§ **Fragmento del texto**:
La silla de esperar es, también, la silla de “simplemente contemplar”.
Compruebo que- gracias a la debilidad general de mi organismo, gracias a la “rendición” que me provoca la anemia post Covid19- paso horas y horas instalado en una conciencia flotante, sin objeto, francamente abierta a lo que aparece.
Es una conciencia que no “busca” nada, que no “mira” nada, y que -seguramente por eso, porque no busca ni mira nada en particular- de pronto… ve.
Hace un momento -mientras mis ojos vagaban por la lluvia que enmarca la ventana de mi habitación- esa conciencia vio que el Covid19, con su incierto y complejo perfil apocalíptico, es en realidad una llave, una clave, un password.

§ **Datos proporcionados**:
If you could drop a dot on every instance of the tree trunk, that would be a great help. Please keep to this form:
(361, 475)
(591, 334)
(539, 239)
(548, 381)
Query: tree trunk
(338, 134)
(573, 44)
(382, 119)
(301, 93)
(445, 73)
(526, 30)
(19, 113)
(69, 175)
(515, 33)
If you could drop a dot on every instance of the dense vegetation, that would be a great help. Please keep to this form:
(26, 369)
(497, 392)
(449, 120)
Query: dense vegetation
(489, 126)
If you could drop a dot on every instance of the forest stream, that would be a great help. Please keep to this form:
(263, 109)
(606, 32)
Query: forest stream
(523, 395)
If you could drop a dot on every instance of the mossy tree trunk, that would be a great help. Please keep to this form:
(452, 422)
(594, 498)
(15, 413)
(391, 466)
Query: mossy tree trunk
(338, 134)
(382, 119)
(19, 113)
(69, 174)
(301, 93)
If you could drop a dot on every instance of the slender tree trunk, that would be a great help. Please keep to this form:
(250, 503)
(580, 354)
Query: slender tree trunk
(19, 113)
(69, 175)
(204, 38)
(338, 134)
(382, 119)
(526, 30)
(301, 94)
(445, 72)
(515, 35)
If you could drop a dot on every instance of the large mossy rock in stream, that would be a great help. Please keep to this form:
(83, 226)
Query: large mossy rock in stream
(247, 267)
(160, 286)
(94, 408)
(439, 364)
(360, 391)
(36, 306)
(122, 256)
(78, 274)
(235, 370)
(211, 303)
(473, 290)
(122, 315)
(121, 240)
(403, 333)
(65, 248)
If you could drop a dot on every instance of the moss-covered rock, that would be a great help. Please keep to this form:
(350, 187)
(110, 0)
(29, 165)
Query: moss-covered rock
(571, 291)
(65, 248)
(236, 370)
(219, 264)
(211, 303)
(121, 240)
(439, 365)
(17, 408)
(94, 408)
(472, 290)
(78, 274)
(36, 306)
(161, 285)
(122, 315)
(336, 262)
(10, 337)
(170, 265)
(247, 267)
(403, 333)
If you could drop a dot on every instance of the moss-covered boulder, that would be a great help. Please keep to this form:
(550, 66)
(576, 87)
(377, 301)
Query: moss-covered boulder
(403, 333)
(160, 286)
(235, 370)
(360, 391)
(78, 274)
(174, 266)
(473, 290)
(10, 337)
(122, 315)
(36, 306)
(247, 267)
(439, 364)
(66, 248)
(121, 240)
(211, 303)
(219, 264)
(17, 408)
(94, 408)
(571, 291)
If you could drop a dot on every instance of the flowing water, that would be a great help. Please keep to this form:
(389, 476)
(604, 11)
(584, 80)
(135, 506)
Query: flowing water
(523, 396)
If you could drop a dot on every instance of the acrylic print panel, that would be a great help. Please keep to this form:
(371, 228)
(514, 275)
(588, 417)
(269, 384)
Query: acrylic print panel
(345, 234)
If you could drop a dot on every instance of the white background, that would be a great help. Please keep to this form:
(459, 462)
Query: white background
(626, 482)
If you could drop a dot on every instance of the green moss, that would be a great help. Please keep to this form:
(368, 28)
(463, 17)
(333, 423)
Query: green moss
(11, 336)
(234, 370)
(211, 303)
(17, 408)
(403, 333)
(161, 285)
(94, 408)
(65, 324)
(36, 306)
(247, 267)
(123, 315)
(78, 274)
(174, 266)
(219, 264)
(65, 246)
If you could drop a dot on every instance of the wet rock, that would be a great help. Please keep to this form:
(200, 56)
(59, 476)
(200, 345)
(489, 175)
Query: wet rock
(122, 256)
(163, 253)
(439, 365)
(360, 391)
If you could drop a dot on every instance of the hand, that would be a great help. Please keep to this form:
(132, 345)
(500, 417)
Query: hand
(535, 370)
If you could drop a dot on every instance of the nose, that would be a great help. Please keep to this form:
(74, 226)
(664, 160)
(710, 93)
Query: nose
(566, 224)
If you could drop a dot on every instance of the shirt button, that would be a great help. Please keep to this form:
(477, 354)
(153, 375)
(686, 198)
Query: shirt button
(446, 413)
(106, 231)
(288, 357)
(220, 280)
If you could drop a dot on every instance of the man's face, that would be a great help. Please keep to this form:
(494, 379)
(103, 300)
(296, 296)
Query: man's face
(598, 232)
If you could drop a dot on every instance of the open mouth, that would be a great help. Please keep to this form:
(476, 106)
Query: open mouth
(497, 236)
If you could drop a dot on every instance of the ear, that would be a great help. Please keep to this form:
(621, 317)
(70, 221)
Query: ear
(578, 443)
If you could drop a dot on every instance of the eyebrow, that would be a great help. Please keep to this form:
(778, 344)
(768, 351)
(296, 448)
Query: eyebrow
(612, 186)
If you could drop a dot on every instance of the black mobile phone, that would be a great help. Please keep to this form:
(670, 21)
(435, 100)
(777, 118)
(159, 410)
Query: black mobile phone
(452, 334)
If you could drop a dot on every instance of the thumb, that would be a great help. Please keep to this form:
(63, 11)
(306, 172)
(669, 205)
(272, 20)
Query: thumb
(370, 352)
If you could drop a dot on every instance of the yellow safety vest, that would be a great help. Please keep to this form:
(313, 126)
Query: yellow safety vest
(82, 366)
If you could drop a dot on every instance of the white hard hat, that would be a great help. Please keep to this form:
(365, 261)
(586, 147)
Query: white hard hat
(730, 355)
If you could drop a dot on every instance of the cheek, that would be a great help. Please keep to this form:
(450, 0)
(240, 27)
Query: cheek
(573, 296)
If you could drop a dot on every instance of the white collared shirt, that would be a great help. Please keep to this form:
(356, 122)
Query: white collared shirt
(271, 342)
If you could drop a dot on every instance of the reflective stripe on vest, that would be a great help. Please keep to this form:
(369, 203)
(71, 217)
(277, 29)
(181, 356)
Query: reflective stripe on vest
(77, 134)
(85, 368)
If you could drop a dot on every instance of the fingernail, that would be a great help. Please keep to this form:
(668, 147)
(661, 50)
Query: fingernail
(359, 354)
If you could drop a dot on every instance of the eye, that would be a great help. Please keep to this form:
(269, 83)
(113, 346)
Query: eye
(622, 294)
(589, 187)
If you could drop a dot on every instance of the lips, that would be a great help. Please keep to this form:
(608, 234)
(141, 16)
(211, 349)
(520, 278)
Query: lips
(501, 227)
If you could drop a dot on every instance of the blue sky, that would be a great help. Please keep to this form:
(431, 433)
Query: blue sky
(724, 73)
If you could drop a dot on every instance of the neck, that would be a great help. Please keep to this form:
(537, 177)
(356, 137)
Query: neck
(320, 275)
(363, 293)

§ **Ejercicios**:
1) Reescribe el tramo del texto sobre la silla de esperar que va desde "Compruebo que- gracias" hasta "clave, un password.", poniendo "mente" en lugar de "conciencia".
2) Prolonga el texto sobre la silla de esperar a partir de su última oración.

§ **Respuestas**:
1)
Compruebo que- gracias a la debilidad general de mi organismo, gracias a la “rendición” que me provoca la anemia post Covid19- paso horas y horas instalado en una mente flotante, sin objeto, francamente abierta a lo que aparece.
Es una mente que no “busca” nada, que no “mira” nada, y que -seguramente por eso, porque no busca ni mira nada en particular- de pronto… ve.
Hace un momento -mientras mis ojos vagaban por la lluvia que enmarca la ventana de mi habitación- esa mente vio que el Covid19, con su incierto y complejo perfil apocalíptico, es en realidad una llave, una clave, un password.

2)
Esa llave –para darle cierta atmósfera de leyenda, también ésta parece que nos llega de Oriente- de pronto a abierto de par en par la celda blindada donde cada uno de nosotros mantenía confinada a su vulnerabilidad.
Se han invertido los factores: los confinados, ahora, somos nosotros.
Y la vulnerabilidad -que nos habita siempre, pero nos cuesta reconocer, aceptar y encarnar- lo inunda todo, se pasea libremente por las calles, las playas, los parques…
Pero como la silla de esperar siempre regala visiones del Todo, fue imposible no ver que en esa misma celda blindada -abierta con insospechada violencia por el Covid19- es asimismo donde reside esa fuente de energía amorosa a la que también solemos mantener confinada: nuestro corazón bondadoso.
Sí, vi que la vivencia trágica, intensa, conmovedora de la pandemia, es en realidad una llamada a nuestro corazón.
Y lo necesitamos, tal vez más que a las mascarillas, los guantes y las vacunas.
En estos momentos tan difíciles –sea para seguir viviendo, para morir, o para ver morir a otros- necesitamos conectarnos con la fuente esencial de nuestro ser, que es también fuente de amor, compasión y empatía.